— What needs to be done —
Answer from the text on Barbary slavery:
(a) For about how many days a year were most Barbary galleys at sea?
(b) How many rowers were usually on each oar?
(c) What did North African states do as European communities increased their charity funding for ransoming slaves?

— Reading text —
Although the conditions in bagnios were harsh, they were better than those endured by galley slaves. Most Barbary galleys were at sea for around eighty to a hundred days a year, but when the slaves assigned to them were on land, they were forced to do hard manual labor. There were exceptions: "galley slaves of the Ottoman Sultan in Constantinople would be permanently confined to their galleys, and often served extremely long terms, averaging around nineteen years in the late seventeenth-century and early eighteenth-century periods. These slaves rarely got off the galley but lived there for years."[28] During this time, rowers were shackled and chained where they sat, and never allowed to leave. Sleeping (which was limited), eating, defecation and urination took place at the seat to which they were shackled. There were usually five or six rowers on each oar. Overseers would walk back and forth and whip slaves considered not to be working hard enough.

Freedom for slaves[edit]

Barbary slaves could hope to be freed through payment of a ransom. Despite the efforts of middlemen and charities to raise money to provide ransoms, they were still very difficult to come by. As European communities increased their charity funding for ransoming slaves, North African states increased the amount of ransom required. Lack of money to pay a ransom was not the only problem. Persons taken captive needed to notify their families of their status and tell them the ransom price. Mail charges were often beyond the reach of ordinary captive slaves, and it could take several months for the mail to be delivered.

— Dataset section —
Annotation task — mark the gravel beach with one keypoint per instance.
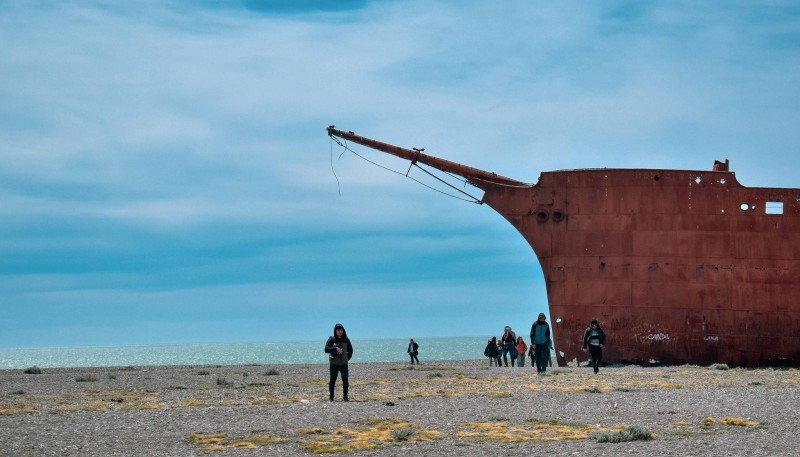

— Full output —
(a) Around eighty to a hundred days a year.
(b) Five or six.
(c) They increased the amount of ransom required.